- **Task details**
Range to repeat from the listing below: the line containing "Exercise. Point out the racecourse" down to the line containing "[(54, 502)]", both included. Copy it exactly, pictures excluded, and add nothing else.

- **Supplied data**
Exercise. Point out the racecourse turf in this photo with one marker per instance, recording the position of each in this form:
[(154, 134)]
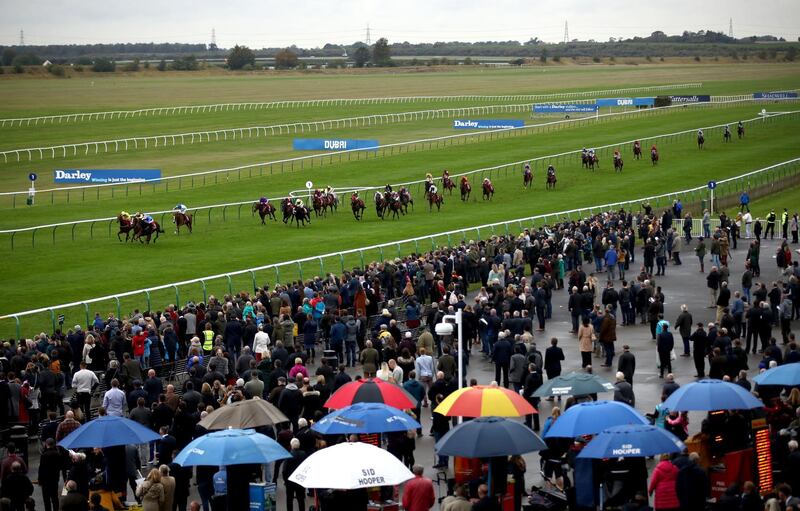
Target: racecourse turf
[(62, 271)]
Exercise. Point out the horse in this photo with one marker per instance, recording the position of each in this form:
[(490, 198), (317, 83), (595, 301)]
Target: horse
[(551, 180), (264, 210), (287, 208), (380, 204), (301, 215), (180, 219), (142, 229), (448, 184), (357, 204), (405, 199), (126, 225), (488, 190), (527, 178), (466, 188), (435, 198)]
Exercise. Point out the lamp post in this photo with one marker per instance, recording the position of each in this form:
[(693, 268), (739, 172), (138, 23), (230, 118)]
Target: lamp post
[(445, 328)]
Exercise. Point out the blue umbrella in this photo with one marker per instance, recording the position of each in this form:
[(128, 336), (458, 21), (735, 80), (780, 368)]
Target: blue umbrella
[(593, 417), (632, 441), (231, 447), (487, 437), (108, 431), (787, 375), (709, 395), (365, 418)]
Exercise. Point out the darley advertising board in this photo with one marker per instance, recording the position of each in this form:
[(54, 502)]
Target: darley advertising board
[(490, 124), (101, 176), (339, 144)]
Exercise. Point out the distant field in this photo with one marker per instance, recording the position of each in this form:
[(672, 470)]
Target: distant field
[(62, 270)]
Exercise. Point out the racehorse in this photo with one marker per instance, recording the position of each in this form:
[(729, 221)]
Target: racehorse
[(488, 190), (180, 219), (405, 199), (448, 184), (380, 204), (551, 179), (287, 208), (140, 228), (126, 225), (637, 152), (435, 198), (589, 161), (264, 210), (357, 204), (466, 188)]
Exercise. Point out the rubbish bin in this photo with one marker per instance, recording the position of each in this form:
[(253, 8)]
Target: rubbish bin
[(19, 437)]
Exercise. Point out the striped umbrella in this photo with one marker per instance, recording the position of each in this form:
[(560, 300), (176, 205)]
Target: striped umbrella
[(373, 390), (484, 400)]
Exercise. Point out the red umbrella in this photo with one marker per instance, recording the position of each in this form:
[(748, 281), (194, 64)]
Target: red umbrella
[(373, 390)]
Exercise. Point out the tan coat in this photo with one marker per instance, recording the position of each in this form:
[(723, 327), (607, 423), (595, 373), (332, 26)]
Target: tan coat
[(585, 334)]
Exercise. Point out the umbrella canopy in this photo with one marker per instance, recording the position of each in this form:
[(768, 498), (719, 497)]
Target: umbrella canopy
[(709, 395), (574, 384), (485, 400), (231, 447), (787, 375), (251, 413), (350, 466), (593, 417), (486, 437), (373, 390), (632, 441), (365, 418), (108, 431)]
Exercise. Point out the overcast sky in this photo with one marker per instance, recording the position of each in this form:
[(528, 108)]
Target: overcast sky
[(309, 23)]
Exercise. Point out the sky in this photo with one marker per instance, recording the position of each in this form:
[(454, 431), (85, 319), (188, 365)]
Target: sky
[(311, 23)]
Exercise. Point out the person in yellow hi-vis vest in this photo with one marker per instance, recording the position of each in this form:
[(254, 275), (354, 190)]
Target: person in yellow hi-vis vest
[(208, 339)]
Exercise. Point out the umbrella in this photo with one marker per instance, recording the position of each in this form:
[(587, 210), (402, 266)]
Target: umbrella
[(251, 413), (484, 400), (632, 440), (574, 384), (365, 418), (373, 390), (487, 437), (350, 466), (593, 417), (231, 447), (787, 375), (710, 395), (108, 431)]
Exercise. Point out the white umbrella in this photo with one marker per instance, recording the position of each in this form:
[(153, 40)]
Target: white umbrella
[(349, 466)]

---

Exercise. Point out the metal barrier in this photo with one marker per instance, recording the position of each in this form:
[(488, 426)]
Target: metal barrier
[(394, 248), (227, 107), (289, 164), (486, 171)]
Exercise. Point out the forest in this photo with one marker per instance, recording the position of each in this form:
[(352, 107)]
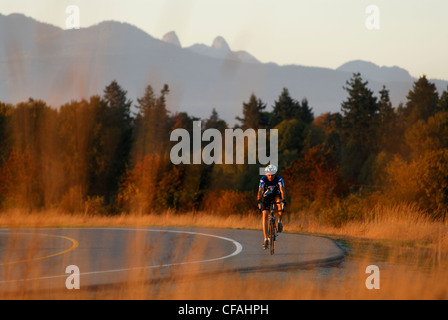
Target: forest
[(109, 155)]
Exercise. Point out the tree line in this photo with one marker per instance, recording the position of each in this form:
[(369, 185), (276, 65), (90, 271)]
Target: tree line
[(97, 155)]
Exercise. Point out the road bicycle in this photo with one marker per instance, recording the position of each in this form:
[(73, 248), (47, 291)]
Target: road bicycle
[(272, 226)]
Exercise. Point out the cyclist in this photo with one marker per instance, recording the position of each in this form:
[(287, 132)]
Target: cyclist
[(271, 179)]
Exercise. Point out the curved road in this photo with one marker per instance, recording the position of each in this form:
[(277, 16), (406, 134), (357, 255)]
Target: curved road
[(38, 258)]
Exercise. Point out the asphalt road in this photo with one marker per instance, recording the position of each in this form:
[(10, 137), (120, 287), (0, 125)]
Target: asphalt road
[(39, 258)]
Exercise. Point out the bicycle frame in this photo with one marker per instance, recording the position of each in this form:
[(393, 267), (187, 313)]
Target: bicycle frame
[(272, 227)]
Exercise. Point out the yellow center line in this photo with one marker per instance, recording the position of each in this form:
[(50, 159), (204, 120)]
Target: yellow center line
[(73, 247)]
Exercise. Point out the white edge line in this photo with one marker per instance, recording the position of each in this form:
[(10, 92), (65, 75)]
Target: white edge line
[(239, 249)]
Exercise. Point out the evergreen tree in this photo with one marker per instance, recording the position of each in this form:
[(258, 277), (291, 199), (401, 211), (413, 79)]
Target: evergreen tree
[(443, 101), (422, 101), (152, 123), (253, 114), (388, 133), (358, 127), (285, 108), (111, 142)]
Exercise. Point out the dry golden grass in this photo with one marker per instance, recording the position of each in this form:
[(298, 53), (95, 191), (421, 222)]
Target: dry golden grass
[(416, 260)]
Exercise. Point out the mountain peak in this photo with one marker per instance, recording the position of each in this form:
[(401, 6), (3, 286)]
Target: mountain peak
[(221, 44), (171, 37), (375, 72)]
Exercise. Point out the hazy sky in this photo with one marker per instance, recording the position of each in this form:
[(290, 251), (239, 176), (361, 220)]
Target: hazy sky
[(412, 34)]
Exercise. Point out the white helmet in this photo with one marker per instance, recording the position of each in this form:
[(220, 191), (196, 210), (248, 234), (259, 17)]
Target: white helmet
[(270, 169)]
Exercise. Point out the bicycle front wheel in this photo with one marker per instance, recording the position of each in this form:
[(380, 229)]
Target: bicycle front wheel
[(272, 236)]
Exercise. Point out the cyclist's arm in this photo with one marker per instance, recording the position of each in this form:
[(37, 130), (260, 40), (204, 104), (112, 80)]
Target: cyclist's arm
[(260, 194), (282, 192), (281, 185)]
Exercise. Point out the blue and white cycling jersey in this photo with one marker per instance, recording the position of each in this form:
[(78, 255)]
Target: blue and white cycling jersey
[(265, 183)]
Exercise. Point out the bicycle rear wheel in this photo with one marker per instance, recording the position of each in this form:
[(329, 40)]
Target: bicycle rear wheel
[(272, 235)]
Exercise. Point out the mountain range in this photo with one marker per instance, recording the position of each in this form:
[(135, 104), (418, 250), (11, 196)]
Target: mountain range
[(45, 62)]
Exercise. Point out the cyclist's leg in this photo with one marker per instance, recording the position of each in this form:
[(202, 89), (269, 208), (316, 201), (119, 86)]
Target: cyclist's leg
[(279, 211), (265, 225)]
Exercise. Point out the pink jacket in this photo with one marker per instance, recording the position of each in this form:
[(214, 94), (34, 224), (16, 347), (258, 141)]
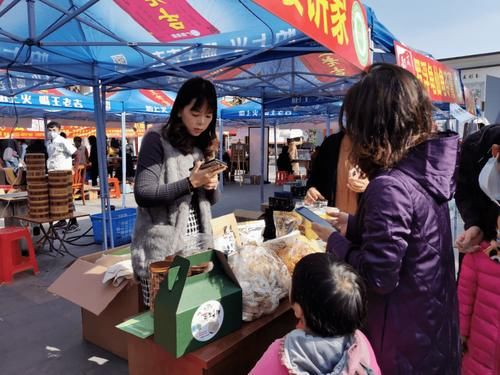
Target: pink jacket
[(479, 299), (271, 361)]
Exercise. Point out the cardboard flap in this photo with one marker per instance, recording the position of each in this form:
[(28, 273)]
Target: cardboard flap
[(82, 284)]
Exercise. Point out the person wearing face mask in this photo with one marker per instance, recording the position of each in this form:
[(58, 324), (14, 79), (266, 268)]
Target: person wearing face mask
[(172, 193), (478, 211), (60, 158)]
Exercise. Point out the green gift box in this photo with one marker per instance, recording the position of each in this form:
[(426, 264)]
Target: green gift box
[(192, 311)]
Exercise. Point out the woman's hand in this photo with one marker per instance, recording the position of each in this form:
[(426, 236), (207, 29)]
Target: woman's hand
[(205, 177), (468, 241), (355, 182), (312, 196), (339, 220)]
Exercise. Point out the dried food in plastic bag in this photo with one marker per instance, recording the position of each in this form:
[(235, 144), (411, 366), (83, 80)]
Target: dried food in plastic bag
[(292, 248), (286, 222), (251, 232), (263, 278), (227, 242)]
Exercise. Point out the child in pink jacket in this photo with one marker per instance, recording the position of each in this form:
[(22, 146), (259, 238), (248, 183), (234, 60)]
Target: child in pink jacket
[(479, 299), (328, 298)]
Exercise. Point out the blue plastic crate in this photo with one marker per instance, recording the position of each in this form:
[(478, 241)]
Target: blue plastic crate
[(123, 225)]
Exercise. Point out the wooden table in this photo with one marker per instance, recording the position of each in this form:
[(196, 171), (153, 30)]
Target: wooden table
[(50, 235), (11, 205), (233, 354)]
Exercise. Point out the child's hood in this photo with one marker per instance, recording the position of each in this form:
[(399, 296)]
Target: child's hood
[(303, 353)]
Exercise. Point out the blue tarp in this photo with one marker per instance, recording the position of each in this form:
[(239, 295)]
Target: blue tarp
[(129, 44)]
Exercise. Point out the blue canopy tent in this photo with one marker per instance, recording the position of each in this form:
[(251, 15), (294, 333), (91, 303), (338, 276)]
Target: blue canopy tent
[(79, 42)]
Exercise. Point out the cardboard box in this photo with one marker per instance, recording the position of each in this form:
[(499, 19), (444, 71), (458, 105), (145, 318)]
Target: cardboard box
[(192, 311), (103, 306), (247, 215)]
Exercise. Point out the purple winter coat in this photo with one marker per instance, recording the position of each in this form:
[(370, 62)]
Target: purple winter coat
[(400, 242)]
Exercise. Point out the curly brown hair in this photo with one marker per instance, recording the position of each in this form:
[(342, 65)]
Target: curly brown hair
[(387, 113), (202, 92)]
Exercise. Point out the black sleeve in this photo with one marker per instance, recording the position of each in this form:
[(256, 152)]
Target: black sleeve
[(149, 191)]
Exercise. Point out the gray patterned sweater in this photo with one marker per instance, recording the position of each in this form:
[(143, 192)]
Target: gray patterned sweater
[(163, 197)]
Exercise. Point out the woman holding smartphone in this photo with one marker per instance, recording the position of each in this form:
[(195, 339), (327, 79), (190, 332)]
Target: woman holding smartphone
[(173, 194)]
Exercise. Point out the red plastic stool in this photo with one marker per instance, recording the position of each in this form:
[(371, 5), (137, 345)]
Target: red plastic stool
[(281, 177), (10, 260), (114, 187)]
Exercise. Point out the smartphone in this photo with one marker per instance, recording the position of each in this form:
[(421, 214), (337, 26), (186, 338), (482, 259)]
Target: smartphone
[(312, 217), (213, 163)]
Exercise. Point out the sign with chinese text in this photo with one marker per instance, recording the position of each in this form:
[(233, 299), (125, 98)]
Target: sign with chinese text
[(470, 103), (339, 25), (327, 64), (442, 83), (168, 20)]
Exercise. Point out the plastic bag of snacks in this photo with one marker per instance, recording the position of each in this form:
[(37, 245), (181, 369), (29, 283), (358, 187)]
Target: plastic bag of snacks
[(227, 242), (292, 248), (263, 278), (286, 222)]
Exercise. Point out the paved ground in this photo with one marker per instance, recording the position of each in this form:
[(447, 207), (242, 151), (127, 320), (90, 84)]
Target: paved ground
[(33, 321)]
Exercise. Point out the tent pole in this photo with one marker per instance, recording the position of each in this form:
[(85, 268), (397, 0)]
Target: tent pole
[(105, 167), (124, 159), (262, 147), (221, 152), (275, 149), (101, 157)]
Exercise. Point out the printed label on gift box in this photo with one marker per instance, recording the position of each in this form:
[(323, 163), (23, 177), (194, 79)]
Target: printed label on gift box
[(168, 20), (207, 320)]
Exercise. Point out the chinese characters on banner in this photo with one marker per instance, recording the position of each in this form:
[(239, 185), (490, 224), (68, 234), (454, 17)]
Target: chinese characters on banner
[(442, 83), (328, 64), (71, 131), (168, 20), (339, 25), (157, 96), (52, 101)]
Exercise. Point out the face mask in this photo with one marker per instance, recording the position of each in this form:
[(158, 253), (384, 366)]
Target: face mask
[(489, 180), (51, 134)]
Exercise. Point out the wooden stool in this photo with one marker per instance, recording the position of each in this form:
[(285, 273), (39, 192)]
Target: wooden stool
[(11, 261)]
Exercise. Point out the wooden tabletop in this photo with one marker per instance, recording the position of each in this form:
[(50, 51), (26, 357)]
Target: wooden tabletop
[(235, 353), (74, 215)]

---

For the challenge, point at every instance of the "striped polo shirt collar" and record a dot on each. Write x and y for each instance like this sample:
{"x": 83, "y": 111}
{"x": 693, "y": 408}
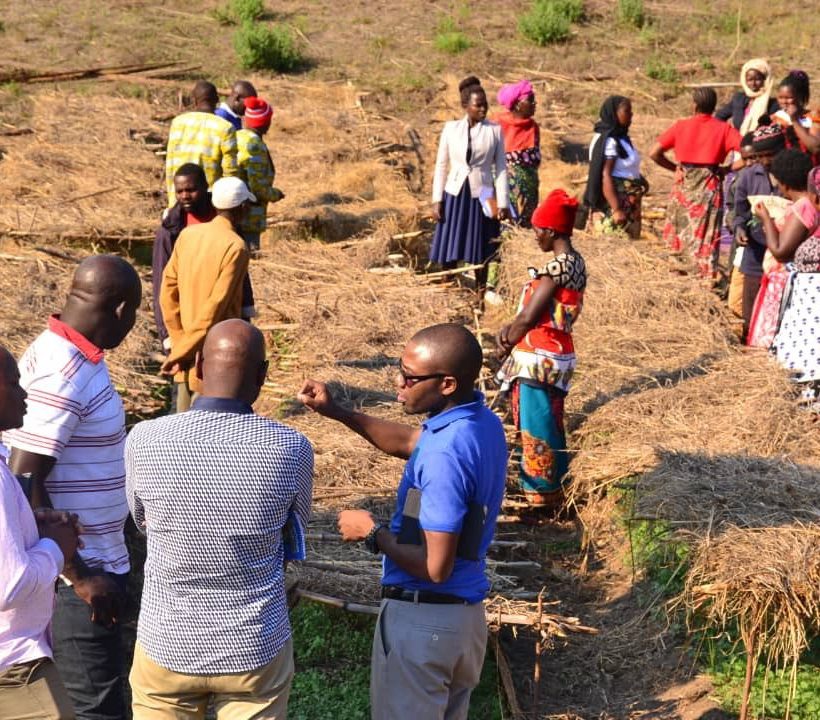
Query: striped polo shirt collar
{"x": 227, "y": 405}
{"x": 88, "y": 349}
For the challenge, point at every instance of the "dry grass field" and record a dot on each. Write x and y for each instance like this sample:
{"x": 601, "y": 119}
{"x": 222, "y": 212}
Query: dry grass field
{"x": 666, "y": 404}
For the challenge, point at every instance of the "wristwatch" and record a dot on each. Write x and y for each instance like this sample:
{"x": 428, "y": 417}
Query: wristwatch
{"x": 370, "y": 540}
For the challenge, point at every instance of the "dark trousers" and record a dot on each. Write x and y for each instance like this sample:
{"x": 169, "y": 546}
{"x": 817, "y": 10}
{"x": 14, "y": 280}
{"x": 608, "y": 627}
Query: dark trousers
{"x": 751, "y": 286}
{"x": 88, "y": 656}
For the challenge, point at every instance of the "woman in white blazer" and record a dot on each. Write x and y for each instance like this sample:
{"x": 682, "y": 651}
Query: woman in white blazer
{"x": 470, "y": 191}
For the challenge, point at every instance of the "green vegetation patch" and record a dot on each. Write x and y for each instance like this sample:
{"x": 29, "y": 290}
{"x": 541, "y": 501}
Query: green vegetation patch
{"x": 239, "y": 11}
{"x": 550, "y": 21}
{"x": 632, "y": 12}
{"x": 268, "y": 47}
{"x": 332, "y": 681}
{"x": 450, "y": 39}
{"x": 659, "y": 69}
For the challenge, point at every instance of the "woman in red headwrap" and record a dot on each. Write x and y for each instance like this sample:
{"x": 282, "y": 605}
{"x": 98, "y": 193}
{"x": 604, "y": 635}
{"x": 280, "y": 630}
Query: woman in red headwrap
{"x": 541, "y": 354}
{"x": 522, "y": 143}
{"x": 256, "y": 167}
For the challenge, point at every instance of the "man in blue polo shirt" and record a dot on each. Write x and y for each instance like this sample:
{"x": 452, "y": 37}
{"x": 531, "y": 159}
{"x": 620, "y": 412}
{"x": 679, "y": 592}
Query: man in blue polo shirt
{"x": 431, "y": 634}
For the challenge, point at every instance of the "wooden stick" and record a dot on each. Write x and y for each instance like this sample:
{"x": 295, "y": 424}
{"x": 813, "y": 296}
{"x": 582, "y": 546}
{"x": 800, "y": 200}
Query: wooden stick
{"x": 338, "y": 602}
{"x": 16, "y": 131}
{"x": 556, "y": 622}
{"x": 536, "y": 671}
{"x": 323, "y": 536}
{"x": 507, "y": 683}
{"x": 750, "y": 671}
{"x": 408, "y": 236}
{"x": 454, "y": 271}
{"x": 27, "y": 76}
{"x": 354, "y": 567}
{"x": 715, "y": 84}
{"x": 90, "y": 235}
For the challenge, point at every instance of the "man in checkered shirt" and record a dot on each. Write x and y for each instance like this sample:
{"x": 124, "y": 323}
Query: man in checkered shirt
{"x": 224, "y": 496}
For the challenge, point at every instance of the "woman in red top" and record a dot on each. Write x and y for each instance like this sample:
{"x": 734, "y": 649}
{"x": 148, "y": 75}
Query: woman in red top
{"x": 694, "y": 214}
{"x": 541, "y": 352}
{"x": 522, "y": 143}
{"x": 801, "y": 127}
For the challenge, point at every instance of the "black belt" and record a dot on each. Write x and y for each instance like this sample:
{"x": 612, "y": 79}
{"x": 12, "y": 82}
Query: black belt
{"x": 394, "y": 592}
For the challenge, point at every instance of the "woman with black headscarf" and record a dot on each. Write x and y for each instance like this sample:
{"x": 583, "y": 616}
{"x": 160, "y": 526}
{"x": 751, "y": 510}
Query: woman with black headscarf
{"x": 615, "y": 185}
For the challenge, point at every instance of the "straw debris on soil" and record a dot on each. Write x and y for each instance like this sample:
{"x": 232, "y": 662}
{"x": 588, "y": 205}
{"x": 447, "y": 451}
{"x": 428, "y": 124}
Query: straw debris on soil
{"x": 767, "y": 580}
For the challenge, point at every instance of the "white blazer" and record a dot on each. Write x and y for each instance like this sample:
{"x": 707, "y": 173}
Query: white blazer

- **Reply to the task**
Exercise. Point out the racecourse turf in this photo with one marker per instance, recording the position of each in this form:
[(154, 134)]
Target: racecourse turf
[(62, 271)]
Exercise. Point out the horse in this photo with one marker per instance, recording the position of each in this form:
[(490, 198), (317, 83), (595, 301)]
Target: horse
[(551, 180), (264, 210), (287, 208), (380, 204), (301, 215), (180, 219), (142, 229), (448, 184), (357, 204), (405, 199), (126, 225), (488, 190), (527, 178), (466, 188), (435, 198)]
Exercise. Point out the lamp post in this photo with one marker per instance, recording the position of each in this form:
[(693, 268), (739, 172), (138, 23), (230, 118)]
Target: lamp post
[(445, 328)]
Exercise. Point out the blue umbrella in this photo with one marker per instance, recording the position of each in this form:
[(128, 336), (458, 21), (735, 80), (780, 368)]
Target: blue umbrella
[(593, 417), (632, 441), (231, 447), (487, 437), (108, 431), (787, 375), (709, 395), (365, 418)]
Exercise. Point out the darley advertising board in this photo with one marker per instance, recording the position of each in this form:
[(54, 502)]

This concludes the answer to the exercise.